TEXT ZUR PRÜFUNG »

Welche Art von Geschichten waren das?
Sie haben illegale Drogen auf unsere Farm gebracht und dann behauptet, wir seien Drogendealer und deshalb sollte gegen uns ermittelt werden. Darauf folgte eine Medienkampagne, in der dasselbe behauptetet wurde. Sie haben gefälschte Dokumente benutzt, um in unsere Farm einzubrechen. Sie haben gefälschte Regierungsdokumente geschickt, in denen es hieß, die Hälfte unserer Farm sei ihr Eigentum. Sie brachen mit einem Bulldozer der Regierung in die Farm ein. Sie zerstörten einen einheimischen Wald, dessen Bäume vom Aussterben bedroht sind und errichteten in aller Eile ein paar Pfosten, um behaupten zu können, dass sie etwas auf dem Grundstück gebaut hatten. Dann kamen sie mit einem Notar, der beglaubigen sollte, dass es ihr Eigentum sei. Das Grundstück war sehr weitläufig, es war Wildnis und unbesiedelt, ich bin also nicht jeden Tag durch alle Viertel patrouilliert. Erst nach einiger Zeit habe ich bemerkt, was vor sich ging, nachdem mir ein Nachbar gesagt hatte, dass sie von einer sehr abgelegenen Ecke aus in die Farm eingedrungen waren.

AUFGABE » Schreibe den Interviewausschnitt über die Vorgänge auf der Farm nach seinem letzten Satz weiter. Die Datensätze werden hier nicht gebraucht.

[Daten zur Punktlokalisierung]
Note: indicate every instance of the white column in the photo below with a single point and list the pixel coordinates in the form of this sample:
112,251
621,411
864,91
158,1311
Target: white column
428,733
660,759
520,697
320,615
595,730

--

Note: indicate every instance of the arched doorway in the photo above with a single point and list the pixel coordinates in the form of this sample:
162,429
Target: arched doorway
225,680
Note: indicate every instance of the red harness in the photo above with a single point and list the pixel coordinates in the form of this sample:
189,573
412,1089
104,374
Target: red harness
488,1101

ANTWORT »
Dann ging ich zur Polizei, und sie gingen ebenfalls zur Polizei, um uns anzuzeigen, als ob wir in ihr Eigentum eindringen würden. Wir haben diese Verfahren gewonnen. Doch die Regierung verfolgte das Ziel, uns zu zermürben, uns Angst einzujagen und unsere Ressourcen auszutrocknen, denn wir brauchten ja einen Anwalt. Sie haben alle möglichen Arten von Rechtsfällen erfunden.
Welche Straftaten sind Dir vorgeworfen worden?
Sie haben mich z. B. beschuldigt, gewalttätig zu sein, und in einem Prozess wird mir „öffentliche Einschüchterung“ vorgeworfen. Das ist wahrscheinlich der absurdeste Fall, denn hier besteht die Straftat darin, dass ich die wissenschaftliche Wahrheit über Fracking gesagt habe und dass ich den Grund dafür genannt habe, warum es in Europa und vielen anderen Orten verboten ist (wie z. B. auch im Staat New York).
Mir wurde vorgeworfen, dass ich lüge und dass ich für Panik in der Bevölkerung verantwortlich sei. Sie sagten, es sei eine soziale Panik gewesen, die die Menschen dazu brachte, sich zu mobilisieren, und das sei meine Schuld gewesen. Ich wurde also verfolgt, weil ich für öffentliche Einschüchterung verantwortlich sei, das ist eine Straftat. Wegen aller möglichen Dinge haben sie mich angeklagt, wir lebten in einem sehr repressiven Umfeld.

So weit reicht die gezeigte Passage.